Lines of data

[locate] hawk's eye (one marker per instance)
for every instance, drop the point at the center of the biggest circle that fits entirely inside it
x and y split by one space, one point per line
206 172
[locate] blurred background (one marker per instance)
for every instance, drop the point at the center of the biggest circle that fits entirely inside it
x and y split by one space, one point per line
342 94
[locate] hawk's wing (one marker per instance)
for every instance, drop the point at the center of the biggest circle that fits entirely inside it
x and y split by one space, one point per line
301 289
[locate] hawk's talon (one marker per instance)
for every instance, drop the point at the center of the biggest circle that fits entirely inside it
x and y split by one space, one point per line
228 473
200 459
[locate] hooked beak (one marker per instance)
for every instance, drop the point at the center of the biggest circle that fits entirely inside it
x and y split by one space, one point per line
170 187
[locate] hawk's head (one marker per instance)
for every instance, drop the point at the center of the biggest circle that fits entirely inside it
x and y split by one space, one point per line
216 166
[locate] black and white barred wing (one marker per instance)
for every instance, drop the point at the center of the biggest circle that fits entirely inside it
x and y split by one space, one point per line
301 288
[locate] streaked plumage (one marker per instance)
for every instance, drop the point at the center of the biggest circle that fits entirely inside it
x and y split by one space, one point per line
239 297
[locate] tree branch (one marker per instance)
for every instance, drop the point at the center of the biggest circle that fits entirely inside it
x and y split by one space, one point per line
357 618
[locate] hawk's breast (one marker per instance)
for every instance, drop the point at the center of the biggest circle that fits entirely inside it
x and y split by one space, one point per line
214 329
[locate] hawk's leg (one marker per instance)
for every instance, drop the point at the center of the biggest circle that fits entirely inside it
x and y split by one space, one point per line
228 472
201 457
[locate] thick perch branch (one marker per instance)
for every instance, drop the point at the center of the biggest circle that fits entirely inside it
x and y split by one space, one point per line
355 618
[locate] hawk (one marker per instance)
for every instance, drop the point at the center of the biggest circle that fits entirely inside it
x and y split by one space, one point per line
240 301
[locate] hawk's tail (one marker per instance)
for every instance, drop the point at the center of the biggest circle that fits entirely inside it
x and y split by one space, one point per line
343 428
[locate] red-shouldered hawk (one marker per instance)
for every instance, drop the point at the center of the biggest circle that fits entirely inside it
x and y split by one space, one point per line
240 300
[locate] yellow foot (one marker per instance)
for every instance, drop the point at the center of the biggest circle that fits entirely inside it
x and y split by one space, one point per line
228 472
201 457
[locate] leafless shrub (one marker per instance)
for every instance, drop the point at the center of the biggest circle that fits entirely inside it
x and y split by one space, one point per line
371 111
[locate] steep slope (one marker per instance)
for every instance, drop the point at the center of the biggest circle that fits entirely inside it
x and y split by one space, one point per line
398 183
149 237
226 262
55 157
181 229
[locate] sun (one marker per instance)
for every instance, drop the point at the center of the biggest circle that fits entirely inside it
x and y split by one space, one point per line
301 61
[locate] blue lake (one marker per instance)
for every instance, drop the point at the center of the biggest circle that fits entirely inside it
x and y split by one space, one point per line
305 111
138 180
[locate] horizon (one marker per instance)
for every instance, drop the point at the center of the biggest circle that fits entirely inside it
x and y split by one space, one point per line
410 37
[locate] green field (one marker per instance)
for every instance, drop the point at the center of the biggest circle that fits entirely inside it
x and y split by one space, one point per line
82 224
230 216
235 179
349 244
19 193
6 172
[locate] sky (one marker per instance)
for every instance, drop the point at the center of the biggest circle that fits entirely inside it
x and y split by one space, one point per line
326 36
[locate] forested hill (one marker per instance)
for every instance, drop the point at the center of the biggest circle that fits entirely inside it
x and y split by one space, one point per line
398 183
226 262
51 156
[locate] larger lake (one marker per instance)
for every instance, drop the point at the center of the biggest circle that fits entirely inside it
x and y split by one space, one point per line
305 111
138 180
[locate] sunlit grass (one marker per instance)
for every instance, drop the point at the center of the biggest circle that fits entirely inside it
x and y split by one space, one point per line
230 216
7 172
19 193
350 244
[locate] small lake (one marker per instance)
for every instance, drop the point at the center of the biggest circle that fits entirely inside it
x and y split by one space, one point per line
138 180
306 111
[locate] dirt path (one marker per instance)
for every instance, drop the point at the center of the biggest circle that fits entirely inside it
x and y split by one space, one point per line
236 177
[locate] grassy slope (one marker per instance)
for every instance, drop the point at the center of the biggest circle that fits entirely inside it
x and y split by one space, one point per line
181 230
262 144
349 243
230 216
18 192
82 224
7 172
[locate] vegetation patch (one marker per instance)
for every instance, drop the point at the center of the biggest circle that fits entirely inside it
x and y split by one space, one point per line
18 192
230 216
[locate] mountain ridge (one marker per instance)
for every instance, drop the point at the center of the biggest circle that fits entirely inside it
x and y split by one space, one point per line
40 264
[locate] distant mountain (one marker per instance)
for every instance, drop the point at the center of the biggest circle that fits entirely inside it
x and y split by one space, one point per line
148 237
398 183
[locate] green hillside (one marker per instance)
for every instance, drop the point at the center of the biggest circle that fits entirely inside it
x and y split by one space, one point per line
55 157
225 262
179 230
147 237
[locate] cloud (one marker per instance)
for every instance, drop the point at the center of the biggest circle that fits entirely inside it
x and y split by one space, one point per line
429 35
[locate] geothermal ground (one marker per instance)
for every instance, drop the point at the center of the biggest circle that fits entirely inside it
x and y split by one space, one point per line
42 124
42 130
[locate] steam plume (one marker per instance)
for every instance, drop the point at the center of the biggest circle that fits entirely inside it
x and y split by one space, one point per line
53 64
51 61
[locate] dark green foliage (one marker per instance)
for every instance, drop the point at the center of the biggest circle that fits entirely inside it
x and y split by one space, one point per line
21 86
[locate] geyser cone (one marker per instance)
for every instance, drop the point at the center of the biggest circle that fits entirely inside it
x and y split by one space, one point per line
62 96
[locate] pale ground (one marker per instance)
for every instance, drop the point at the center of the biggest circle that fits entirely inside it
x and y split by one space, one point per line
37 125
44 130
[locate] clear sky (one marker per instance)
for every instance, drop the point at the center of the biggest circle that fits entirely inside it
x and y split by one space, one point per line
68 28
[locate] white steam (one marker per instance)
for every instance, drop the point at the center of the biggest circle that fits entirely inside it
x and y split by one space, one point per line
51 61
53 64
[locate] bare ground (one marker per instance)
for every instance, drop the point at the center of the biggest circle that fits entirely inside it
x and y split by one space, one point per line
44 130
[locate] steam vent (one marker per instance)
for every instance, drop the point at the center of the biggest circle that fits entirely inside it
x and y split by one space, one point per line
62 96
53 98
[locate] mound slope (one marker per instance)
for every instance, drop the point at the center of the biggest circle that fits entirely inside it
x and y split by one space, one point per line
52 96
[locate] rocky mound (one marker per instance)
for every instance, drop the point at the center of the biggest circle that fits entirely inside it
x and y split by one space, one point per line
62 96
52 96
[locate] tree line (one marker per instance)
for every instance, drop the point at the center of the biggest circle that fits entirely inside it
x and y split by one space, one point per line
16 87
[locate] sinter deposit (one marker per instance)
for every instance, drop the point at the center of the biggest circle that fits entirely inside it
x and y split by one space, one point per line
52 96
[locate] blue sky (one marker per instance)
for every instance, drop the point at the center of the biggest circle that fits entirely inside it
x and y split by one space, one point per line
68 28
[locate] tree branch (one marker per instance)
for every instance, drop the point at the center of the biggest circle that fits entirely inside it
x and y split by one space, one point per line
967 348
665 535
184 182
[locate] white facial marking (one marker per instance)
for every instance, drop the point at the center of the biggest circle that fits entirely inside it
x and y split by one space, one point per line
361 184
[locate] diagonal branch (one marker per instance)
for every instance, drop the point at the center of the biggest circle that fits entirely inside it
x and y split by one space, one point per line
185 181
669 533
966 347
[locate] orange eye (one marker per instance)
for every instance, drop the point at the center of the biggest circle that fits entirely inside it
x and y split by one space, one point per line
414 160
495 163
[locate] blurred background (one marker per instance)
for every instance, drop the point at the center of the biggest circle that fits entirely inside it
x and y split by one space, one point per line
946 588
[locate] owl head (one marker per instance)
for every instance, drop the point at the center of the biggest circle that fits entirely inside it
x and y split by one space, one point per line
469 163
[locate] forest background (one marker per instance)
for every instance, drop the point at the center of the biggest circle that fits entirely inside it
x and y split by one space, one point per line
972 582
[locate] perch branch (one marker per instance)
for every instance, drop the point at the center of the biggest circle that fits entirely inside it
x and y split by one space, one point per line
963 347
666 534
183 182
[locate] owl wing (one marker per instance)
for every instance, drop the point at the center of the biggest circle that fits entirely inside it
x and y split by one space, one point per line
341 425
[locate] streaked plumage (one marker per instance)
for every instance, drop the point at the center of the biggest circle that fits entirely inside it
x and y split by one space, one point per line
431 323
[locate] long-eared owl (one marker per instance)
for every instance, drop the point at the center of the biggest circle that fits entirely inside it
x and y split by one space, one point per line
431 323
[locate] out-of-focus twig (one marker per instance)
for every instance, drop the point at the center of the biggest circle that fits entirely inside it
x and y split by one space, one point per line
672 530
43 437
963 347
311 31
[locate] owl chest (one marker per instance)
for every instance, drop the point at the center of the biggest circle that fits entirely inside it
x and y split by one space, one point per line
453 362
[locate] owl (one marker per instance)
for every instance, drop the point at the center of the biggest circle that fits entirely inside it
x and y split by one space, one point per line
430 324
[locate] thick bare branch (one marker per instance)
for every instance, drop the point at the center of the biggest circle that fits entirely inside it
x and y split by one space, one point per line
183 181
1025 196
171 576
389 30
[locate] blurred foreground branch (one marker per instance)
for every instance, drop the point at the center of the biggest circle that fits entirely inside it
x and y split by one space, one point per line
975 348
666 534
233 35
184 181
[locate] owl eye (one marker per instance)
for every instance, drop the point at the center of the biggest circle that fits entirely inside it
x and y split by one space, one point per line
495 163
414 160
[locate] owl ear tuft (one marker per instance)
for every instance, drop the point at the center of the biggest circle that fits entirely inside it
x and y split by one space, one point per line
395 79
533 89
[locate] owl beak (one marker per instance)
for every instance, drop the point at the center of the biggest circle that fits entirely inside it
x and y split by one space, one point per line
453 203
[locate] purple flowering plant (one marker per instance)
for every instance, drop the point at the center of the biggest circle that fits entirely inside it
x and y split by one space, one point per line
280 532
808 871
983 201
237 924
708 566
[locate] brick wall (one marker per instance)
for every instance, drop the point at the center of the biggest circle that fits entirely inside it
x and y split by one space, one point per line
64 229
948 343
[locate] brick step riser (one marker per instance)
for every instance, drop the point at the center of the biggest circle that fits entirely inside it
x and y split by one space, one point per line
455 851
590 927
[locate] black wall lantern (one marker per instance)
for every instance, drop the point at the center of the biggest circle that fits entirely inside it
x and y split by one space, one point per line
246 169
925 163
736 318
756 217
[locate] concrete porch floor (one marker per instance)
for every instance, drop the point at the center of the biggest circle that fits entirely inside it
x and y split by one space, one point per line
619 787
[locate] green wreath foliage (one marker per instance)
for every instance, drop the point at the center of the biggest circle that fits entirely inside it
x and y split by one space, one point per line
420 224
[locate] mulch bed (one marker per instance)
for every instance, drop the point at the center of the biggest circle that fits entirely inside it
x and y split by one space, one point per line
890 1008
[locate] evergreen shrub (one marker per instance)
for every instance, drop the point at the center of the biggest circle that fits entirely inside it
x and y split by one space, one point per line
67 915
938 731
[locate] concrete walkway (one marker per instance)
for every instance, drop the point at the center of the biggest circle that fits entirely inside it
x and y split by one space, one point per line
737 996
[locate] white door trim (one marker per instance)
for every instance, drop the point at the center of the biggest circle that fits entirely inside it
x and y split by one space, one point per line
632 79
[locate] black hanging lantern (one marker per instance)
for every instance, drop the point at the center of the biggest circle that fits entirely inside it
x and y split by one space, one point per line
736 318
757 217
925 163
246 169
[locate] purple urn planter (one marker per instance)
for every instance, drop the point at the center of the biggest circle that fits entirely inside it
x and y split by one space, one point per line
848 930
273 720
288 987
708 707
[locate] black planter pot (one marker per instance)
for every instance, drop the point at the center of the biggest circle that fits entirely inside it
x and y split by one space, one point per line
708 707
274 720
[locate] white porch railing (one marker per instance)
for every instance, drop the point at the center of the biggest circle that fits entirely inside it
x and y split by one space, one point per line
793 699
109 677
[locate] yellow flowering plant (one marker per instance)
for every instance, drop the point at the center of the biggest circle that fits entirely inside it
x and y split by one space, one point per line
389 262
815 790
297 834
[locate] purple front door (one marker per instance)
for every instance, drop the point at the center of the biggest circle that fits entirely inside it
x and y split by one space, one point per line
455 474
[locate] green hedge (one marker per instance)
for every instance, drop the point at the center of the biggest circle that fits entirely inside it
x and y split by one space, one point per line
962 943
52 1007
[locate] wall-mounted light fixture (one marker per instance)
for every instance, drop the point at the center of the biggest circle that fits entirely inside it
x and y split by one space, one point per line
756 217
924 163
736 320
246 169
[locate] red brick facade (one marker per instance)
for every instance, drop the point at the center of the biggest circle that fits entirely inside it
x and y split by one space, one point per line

▸ Written instruction:
Only the lines from the one containing "[locate] black planter" through the end of the material should be reproduced, exactly, with both ends included.

▸ Output for this task:
[locate] black planter pot (one marker per instance)
for every instance, drop the point at the center of the biggest circle that fits entirely inside it
x and y split by one space, one point per line
708 707
274 720
[locate] white porch railing (one marker per instance)
for every instance, drop the point at the center of the biggest circle that fits entirely inside it
x and y split by one space, one point per line
793 699
109 677
[locate] yellow flowering plant (one marker per instance)
for every instance, drop the point at the center of the biggest circle that fits entirely inside it
x and y split by one space, one point per line
389 262
815 790
297 834
[locate] purple front door (one marker per instance)
for every instance, drop the point at the center of the biggest circle that fits entirely inside it
x and y split by one space, one point per line
455 474
[locate] green hedge (one marker per instance)
for every instance, drop the point at the center of the biggest circle that fits entirely inside it
x and y split by one space, one point per line
962 943
52 1007
[locate] wall-mounted light fixture (one marker per instance)
for every instance, drop the point at the center of the biggest circle that fits entirely inside it
x and y split by one space, one point per line
756 217
924 163
736 320
246 169
[locate] red brick facade (one marker per instance)
for every instance, drop the point at the center of the biggest circle that fits entirely inside it
x and y split by one space, one point per line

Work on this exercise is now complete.